_Problem statement_:
The answer should contain all of the records below, each one copied word for word.

_Source material_:

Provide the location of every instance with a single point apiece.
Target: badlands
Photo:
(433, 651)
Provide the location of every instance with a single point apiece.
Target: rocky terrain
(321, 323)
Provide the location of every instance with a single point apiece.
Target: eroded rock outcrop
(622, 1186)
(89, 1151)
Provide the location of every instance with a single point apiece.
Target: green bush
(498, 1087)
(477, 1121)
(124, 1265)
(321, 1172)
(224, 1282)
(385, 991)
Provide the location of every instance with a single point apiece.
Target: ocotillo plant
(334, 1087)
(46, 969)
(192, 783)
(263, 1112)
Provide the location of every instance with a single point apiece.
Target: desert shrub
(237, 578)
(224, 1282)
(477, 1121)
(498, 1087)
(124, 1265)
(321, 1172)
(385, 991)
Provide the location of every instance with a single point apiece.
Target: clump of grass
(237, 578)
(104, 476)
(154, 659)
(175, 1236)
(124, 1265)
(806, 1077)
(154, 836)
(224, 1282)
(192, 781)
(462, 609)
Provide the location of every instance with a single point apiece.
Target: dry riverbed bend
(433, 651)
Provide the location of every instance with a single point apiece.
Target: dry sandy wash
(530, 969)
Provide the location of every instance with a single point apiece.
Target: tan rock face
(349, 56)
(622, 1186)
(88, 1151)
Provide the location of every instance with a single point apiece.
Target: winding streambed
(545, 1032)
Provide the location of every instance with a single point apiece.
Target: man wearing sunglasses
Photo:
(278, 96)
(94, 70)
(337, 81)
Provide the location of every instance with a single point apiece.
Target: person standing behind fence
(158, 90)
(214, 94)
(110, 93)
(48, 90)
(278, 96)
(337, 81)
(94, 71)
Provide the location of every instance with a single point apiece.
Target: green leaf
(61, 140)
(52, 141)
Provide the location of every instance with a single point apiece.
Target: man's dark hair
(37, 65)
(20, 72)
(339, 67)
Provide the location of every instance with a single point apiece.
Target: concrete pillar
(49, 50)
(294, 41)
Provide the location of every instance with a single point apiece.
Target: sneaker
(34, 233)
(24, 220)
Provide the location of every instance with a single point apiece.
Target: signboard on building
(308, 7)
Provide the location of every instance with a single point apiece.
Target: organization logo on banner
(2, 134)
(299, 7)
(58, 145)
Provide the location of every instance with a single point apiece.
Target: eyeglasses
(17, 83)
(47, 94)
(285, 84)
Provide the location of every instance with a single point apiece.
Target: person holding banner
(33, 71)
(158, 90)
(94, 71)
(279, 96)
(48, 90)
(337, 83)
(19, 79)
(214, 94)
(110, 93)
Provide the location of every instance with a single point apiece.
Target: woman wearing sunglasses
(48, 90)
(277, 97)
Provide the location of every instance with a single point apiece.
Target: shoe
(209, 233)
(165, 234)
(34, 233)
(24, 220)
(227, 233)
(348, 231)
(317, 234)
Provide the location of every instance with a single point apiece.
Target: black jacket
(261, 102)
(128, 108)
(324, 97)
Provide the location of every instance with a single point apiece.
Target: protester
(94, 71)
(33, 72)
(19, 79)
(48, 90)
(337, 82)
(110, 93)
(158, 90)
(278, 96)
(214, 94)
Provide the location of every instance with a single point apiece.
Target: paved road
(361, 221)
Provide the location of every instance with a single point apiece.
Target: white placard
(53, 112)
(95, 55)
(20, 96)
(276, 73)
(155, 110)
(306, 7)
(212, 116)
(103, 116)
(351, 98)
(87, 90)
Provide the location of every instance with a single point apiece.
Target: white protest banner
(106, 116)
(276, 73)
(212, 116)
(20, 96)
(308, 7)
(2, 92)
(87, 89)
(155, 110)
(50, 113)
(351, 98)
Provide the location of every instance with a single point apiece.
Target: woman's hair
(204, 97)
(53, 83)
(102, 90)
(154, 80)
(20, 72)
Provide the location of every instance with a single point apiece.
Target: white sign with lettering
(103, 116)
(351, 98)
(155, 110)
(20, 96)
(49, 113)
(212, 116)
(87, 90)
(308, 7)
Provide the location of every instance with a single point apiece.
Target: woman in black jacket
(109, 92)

_Answer to this exercise_:
Provide the location of every instance with a single point apiece.
Target: badlands
Photo:
(433, 651)
Provide the location of every instance with a single point apiece.
Target: rocky terrain
(321, 323)
Provide the location of every instance with a single point apiece.
Target: eroded rock outcrop
(622, 1186)
(89, 1151)
Provide the location of every instance with a single point apiece.
Target: green bush
(498, 1087)
(477, 1121)
(124, 1265)
(321, 1172)
(224, 1282)
(385, 991)
Provide the location of every instance with a single point apiece.
Target: ocotillo plant
(334, 1087)
(46, 969)
(192, 783)
(263, 1112)
Provide the location of every instance with a single point apiece.
Target: desert shrub
(237, 578)
(224, 1282)
(477, 1121)
(498, 1087)
(124, 1265)
(321, 1172)
(385, 991)
Provide the location of every instance with a single point apiece.
Target: clump of grass
(237, 578)
(104, 476)
(154, 659)
(175, 1236)
(124, 1265)
(806, 1077)
(154, 836)
(224, 1282)
(192, 781)
(462, 609)
Provide the location of every instance with a single point apiece.
Target: dry riverbed bend
(433, 651)
Provide the location of every instance with a single point apiece.
Target: dry sandy wash
(530, 969)
Provide the location of every instance with a single point apiece.
Target: tan rock face
(349, 56)
(622, 1186)
(88, 1151)
Provide the location of every instance with a single point apiece.
Target: winding streambed
(545, 1032)
Provide the location of every instance with a single point apiece.
Target: man wearing sunglasses
Photo:
(278, 96)
(94, 70)
(337, 81)
Provide the location of every instance with a single point apiece.
Target: person standing behind fence
(158, 90)
(214, 94)
(110, 93)
(48, 90)
(278, 96)
(337, 81)
(94, 71)
Provide the location of every instance with a single point apiece.
Target: green leaf
(61, 140)
(52, 141)
Provide the location of every instance with a single point apiece.
Target: man's dark hair
(37, 65)
(20, 72)
(339, 67)
Provide the location of every instance with a single point apiece.
Target: concrete pillar
(49, 50)
(294, 41)
Provide the location of every instance with a single point apiece.
Target: sneaker
(34, 233)
(24, 220)
Provide the location of every instance with a single point apiece.
Target: signboard on building
(308, 7)
Provide the location of every instance with a single point apiece.
Target: organization logo on banner
(2, 134)
(299, 7)
(58, 145)
Provide the location of every instance with a single point apiece.
Target: eyeglasses
(17, 83)
(47, 94)
(285, 84)
Provide the location of every instance with a single point apiece.
Target: person holding banner
(33, 71)
(158, 90)
(94, 71)
(279, 96)
(48, 90)
(337, 83)
(19, 79)
(214, 94)
(110, 93)
Provide the location of every instance with a single point apiece.
Target: woman wearing sunglasses
(48, 90)
(277, 97)
Provide the location of every instance with a single point apiece.
Target: shoe
(209, 233)
(165, 234)
(34, 233)
(24, 220)
(227, 233)
(348, 231)
(317, 234)
Provide the location of every instance with a single point apiece.
Target: black jacket
(261, 102)
(128, 108)
(324, 97)
Provide the location of every instance with a single point apiece.
Target: protester
(94, 71)
(33, 72)
(19, 79)
(48, 90)
(337, 82)
(110, 93)
(158, 90)
(278, 96)
(214, 94)
Provide the location of every instance with a single point apiece.
Target: paved road
(361, 221)
Provide the location of every instance with a single point apiece.
Target: white placard
(53, 112)
(95, 55)
(20, 96)
(276, 73)
(155, 110)
(306, 7)
(212, 116)
(103, 116)
(351, 98)
(87, 90)
Provide the location of every instance with a single point apiece.
Target: white protest banner
(106, 116)
(276, 73)
(212, 116)
(20, 96)
(308, 7)
(2, 92)
(87, 89)
(155, 110)
(50, 113)
(351, 98)
Provide the location of every instance with a single point apiece.
Target: woman's hair
(204, 97)
(53, 83)
(102, 90)
(154, 80)
(20, 72)
Provide the location of every instance with a single point apiece.
Target: white sign with lettering
(103, 116)
(351, 98)
(155, 110)
(20, 96)
(49, 113)
(212, 116)
(87, 90)
(308, 7)
Provide the location of every instance with a single point apiece.
Target: woman in black jacket
(109, 92)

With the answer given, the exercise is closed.